## Records provided
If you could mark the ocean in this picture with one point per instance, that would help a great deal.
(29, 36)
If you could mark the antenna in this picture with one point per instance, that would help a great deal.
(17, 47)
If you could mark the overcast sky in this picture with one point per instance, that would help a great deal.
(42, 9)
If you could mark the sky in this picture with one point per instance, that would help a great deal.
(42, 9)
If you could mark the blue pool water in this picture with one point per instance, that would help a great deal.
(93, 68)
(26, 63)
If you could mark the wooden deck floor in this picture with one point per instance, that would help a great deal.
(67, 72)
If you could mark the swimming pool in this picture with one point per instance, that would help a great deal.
---
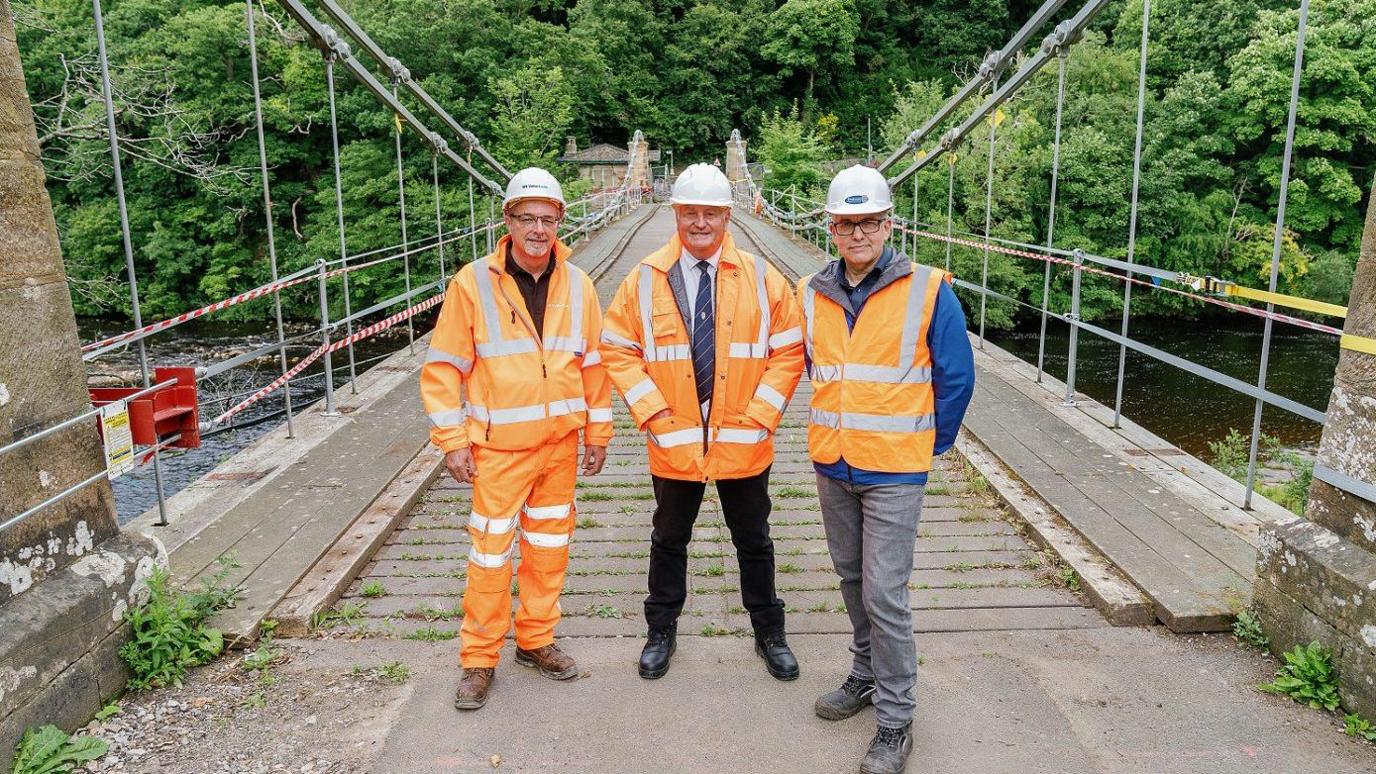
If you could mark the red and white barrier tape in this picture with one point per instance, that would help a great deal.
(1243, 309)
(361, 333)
...
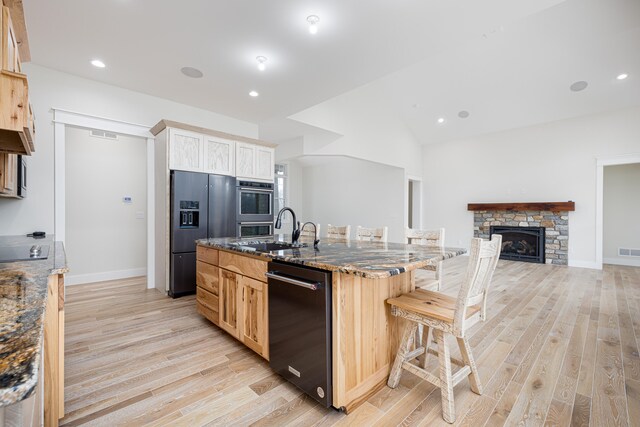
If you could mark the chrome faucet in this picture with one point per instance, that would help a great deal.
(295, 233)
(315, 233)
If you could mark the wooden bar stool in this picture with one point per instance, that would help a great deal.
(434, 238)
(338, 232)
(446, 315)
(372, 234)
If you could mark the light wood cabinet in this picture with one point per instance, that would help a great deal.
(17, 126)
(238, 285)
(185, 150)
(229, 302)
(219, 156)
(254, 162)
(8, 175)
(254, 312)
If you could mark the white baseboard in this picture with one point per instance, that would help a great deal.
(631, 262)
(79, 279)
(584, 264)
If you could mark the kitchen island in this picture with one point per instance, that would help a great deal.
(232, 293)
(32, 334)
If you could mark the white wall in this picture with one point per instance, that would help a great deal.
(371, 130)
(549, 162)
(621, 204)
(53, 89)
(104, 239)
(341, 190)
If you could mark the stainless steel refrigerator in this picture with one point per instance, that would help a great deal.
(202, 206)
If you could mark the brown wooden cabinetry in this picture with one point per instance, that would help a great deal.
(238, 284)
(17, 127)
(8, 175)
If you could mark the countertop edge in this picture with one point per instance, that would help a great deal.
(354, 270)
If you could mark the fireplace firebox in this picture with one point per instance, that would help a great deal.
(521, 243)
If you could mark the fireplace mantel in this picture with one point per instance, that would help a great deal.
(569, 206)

## Task
Above are the entries. Output exactly the lines beginning with the line that has "If you could mark the ocean" and ending with the line that has "If you could mark the swimming".

## Expected output
If you could mark the ocean in this picture with one point per instance, that would help a great deal.
(29, 36)
If you could mark the antenna in this picture with one point per instance, that would help a great deal.
(17, 47)
If you could mark the overcast sky in this picture with one point per instance, that would help a great deal.
(42, 9)
If you could mark the sky in this picture with one point per instance, that would help a great deal.
(42, 9)
If you could mark the blue pool water in this picture with one point per instance, that would help a great deal.
(93, 68)
(26, 63)
If you could mark the wooden deck floor in this picture with one point per instance, that would help a great deal.
(67, 72)
If you could mark the swimming pool in this picture with one point per instance, that would help a great deal.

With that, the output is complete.